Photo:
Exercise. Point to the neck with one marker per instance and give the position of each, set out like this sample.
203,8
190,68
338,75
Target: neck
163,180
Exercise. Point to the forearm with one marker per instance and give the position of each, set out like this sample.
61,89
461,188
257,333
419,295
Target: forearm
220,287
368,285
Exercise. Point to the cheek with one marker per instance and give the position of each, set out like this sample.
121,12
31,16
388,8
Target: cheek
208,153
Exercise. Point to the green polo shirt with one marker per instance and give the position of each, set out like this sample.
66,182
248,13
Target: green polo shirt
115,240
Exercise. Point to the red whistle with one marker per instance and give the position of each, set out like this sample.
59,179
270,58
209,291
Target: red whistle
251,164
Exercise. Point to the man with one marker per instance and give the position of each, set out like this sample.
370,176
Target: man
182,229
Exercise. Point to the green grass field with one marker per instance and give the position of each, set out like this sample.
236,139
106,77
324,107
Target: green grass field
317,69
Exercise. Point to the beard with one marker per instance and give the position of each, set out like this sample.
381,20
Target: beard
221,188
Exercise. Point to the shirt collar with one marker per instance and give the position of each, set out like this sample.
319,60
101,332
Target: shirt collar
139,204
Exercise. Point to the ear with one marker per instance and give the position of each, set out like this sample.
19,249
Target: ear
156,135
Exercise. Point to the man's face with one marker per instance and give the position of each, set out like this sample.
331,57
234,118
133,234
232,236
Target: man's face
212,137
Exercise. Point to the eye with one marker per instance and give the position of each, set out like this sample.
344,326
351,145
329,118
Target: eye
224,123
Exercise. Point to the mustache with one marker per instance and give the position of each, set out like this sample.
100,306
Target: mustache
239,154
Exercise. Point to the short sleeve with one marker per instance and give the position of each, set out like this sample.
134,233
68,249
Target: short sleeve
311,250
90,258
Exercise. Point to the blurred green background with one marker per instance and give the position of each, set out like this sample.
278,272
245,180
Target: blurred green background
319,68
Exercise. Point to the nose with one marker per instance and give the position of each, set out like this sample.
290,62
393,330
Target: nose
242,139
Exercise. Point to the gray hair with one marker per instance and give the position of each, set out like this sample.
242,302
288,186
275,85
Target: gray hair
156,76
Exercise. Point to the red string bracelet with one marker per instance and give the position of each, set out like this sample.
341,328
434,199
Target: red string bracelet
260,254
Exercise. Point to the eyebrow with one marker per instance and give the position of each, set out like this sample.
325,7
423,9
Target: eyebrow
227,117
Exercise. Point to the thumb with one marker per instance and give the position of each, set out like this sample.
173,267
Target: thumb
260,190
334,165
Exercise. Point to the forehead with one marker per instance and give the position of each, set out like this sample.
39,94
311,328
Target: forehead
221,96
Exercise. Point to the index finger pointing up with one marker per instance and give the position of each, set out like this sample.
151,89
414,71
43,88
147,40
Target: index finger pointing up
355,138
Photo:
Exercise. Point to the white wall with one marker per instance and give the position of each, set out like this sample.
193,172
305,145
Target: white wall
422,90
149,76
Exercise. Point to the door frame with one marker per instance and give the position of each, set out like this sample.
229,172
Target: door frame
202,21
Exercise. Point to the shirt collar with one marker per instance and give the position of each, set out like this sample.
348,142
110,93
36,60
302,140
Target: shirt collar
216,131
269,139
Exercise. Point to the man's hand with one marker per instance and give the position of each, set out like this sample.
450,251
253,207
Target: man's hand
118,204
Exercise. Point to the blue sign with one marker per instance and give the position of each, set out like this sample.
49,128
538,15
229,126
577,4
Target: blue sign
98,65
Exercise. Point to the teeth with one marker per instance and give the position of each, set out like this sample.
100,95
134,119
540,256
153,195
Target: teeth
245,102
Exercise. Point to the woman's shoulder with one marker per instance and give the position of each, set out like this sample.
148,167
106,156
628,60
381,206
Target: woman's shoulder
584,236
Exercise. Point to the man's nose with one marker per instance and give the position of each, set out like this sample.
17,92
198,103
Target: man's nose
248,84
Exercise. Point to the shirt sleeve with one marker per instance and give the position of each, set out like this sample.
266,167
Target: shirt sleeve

§ TASK STATEMENT
Copy the whole listing above once more, character for character.

§ TASK RESPONSE
Photo:
Exercise. Point to the neck with one marker per instance and give the position of each, set out like this sample.
203,8
190,68
338,75
Target: neck
163,180
Exercise. Point to the forearm with one marker per instance and give the position of each, set out like this sample.
61,89
461,188
257,333
419,295
Target: forearm
220,287
368,285
Exercise. Point to the cheek with one marker per instance and give the position of each, set out like this sample.
121,12
31,16
388,8
Target: cheek
208,153
Exercise. Point to the green polo shirt with one marker per instance and give the position of each, set out like this sample.
66,182
248,13
Target: green polo shirt
115,240
Exercise. Point to the red whistle with one marker per instance and give the position of each, set out like this sample.
59,179
270,58
209,291
Target: red whistle
251,164
Exercise. Point to the man with one marker per instance and give the position of each, set out like this sample.
370,176
Target: man
182,229
Exercise. Point to the green grass field with one marker per instance and give the position of each, set out like this sample.
236,139
106,77
324,107
Target: green grass field
317,69
Exercise. Point to the beard with one marker per instance and give the position of each, set out like this sample.
381,20
Target: beard
221,188
Exercise. Point to the shirt collar with one marker per instance and give the position of each, set out like this sample.
319,60
101,332
Target: shirt collar
139,204
Exercise. Point to the ear with one marker per instance and give the position of each, set out like this sample.
19,249
Target: ear
156,135
Exercise. Point to the man's face with one marker per instance and give the position of each, set out like this sample.
331,57
234,118
133,234
232,236
Target: man's face
212,137
Exercise. Point to the eye with one marker per instance and give the position of each, set out like this sample.
344,326
351,145
329,118
Target: eye
224,123
Exercise. Point to the mustache with one marker per instance and give the position of each, set out like this sample.
100,306
Target: mustache
239,154
Exercise. Point to the short sleeve with one marker per instance and give the position of each, set out like this sample.
134,233
68,249
Target: short sleeve
311,250
90,258
Exercise. Point to the blurred green background with one marker per instance and give the position of each, set out like this sample.
278,272
245,180
Target: blurred green background
319,68
Exercise. Point to the nose with one marker per instance and give the position of each, set out like this sample.
290,62
393,330
Target: nose
242,139
Exercise. Point to the gray hair with one marker per instance and give the position of each, set out like this sample.
242,302
288,186
275,85
Target: gray hair
156,76
Exercise. Point to the red string bracelet with one marker per instance and give the position of each, set out like this sample.
341,328
434,199
Target: red string bracelet
260,254
Exercise. Point to the eyebrow with one marker per instance and give the position of each, set out like this sample.
325,7
423,9
Target: eyebrow
227,117
Exercise. Point to the thumb with one marker per instance and give the position of each, set out like this sample.
173,267
Target: thumb
260,190
334,165
Exercise. Point to the forehead with one marker per instance and give the position of each, set out like this sample.
39,94
311,328
Target: forehead
221,96
Exercise. Point to the index finger pointing up with one marker per instance and give the position of each, set out like this sample.
151,89
414,71
43,88
147,40
Target: index finger pointing up
355,138
Photo:
Exercise. Point to the white wall with one marker per instance and give the position of each, set out like this sample.
193,172
305,145
Target: white wall
422,90
149,76
Exercise. Point to the door frame with one marker per instance and give the position of each, set out like this sample.
229,172
Target: door frame
202,21
Exercise. Point to the shirt collar with one marker per instance and give the position of each, set out like this sample.
348,142
110,93
36,60
302,140
Target: shirt collar
216,131
269,139
Exercise. Point to the man's hand with one marker per instance and give the position of each, set out like this sample.
450,251
253,207
Target: man's hand
118,204
Exercise. Point to the blue sign with one marker per instance and give the position of each, set out like this sample.
49,128
538,15
229,126
577,4
Target: blue sign
98,65
Exercise. Point to the teeth with one marker per instance and give the position of each, set out like this sample.
100,95
134,119
540,256
153,195
Target: teeth
245,102
Exercise. Point to the woman's shoulder with one marker per instance and give the position of each, set out like this sample.
148,167
106,156
628,60
381,206
Target: woman's shoulder
584,236
Exercise. Point to the man's nose with one marker per instance and give the position of each, set out like this sample.
17,92
198,103
Target: man's nose
248,84
Exercise. Point to the shirt sleeve with one marker per instance and give the position of each, set out like this sample.
266,167
Target: shirt sleeve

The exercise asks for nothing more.